* ASSIGNED TASK: Read the lines below, and copy any that contain the string "shirt".
______
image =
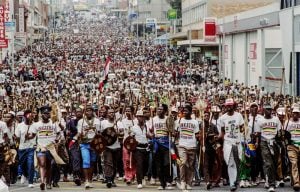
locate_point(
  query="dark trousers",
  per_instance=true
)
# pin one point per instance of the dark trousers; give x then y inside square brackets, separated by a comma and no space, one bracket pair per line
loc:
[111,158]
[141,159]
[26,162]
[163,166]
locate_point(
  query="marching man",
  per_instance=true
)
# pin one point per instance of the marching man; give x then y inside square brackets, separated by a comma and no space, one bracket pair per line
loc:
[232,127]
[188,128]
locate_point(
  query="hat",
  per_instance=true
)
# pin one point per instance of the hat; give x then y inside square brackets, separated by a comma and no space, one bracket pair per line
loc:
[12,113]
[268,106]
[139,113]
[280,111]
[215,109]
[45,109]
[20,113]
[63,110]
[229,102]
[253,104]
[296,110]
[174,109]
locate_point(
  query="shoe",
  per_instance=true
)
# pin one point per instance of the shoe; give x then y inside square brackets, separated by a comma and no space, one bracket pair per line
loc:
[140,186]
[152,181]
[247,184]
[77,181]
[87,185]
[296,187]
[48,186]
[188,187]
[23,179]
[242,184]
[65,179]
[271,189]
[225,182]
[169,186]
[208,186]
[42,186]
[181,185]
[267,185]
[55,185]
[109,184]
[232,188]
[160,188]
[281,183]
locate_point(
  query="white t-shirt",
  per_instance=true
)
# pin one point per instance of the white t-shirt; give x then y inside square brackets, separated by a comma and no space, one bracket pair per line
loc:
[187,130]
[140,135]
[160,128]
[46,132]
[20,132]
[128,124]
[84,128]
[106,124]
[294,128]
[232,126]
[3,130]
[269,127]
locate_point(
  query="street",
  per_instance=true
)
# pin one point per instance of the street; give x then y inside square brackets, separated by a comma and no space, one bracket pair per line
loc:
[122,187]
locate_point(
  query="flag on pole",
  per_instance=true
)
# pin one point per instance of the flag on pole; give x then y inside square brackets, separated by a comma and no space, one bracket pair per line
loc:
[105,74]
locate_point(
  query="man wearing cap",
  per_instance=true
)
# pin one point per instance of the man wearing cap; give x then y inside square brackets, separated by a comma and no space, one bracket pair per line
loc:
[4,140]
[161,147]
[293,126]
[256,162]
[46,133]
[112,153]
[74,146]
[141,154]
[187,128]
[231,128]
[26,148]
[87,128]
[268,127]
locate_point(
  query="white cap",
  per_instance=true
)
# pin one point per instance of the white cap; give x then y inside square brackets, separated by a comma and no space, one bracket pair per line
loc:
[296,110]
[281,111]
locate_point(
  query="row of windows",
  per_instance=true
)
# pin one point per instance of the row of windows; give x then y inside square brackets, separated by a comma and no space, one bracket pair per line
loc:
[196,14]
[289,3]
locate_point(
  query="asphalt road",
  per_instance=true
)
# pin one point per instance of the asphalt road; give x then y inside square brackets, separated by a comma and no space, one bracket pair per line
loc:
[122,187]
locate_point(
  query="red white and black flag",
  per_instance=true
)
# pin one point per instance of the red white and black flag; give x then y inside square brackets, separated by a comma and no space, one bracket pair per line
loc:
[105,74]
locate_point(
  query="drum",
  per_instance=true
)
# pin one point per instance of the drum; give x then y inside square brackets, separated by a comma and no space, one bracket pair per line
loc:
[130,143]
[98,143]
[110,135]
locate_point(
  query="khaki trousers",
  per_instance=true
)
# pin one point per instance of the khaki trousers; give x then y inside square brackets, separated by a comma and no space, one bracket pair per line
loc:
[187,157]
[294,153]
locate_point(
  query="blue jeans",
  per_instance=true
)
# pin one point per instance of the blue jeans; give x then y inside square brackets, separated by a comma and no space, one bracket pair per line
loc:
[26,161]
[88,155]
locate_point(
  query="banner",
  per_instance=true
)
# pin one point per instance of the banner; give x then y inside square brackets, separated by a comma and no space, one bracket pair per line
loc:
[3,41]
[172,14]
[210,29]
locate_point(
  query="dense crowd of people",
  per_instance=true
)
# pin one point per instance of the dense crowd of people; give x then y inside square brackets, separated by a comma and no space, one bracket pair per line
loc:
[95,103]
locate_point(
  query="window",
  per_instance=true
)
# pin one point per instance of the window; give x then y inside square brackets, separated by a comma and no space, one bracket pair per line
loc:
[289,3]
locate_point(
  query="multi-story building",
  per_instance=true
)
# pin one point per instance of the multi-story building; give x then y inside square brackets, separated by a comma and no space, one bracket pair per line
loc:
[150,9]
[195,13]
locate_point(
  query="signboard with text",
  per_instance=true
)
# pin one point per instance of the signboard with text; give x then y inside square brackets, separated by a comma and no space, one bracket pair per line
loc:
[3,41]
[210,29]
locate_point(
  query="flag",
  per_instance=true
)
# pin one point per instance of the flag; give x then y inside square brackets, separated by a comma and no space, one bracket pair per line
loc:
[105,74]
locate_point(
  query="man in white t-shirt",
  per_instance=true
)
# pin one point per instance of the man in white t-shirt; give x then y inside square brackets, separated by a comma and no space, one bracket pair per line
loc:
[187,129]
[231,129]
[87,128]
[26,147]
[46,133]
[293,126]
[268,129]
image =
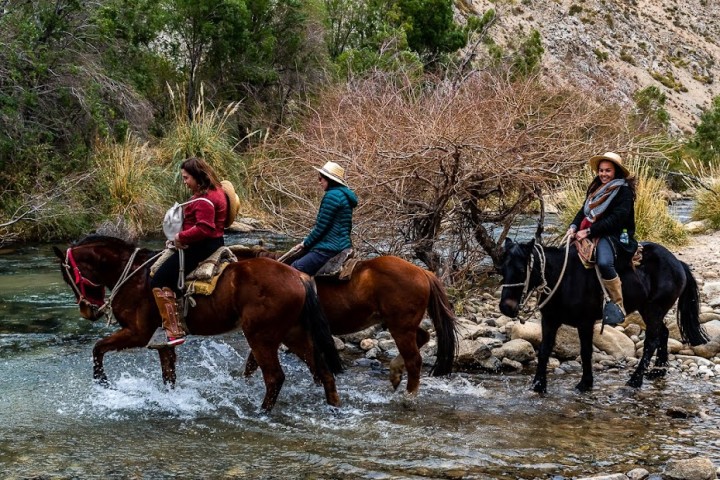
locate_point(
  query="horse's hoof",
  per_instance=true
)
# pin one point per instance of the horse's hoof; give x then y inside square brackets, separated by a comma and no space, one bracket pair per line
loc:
______
* EXERCISE ANSWER:
  query="white t-shirt",
# pin one point per instance of the white t-shirt; give x then y inside square brackets, separated by a comma and no space, one bracket pair per line
  query="man in white t-shirt",
# pin one point per instance of the man in white t-shirt; give x then y inside square brackets, separated by a comma and no space, one bracket pair per line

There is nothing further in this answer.